*Stated exercise:*
Copy out, word for word, everything from the line containing "Return one point per instance of the wooden" down to the end of the items below, including both of those lines.

··········

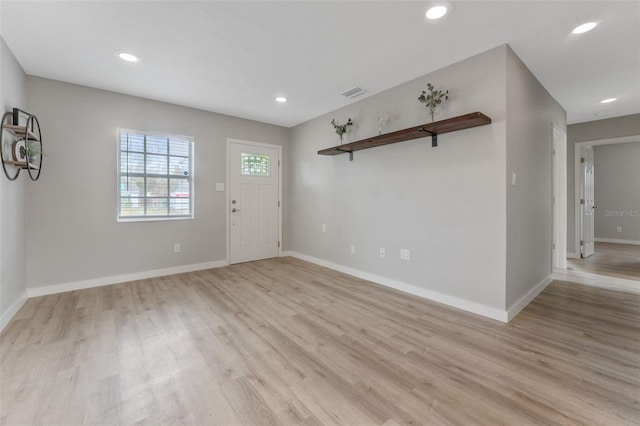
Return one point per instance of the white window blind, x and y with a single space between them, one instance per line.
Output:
154 176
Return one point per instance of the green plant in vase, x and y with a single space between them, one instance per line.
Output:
341 129
432 98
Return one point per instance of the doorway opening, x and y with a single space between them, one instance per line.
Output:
599 256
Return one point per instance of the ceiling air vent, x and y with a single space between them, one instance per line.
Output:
354 93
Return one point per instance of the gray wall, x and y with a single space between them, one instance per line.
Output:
617 191
447 205
531 114
12 200
594 130
72 232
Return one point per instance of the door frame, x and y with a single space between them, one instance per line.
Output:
228 191
577 178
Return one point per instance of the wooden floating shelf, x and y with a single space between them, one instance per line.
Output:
21 164
21 131
434 129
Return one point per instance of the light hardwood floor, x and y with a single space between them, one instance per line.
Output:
283 341
614 260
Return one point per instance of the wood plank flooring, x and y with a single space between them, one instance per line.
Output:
283 341
614 260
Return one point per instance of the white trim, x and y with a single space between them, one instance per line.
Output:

··········

*Result:*
Return one point per instance of the wooden floating shelf, x and y with a single space between them, one instance per line.
Output:
21 164
21 131
434 129
Return one point per instance of the light hardwood floor, x and y with a single space between them, one instance per line.
Output:
283 341
614 260
Return one point per instance of the wood plank flooring, x and y with a single space between them, one instance per line.
Output:
283 341
614 260
Return one point per instance of the white trim, x and y with a single space between them, one instance per line.
Output:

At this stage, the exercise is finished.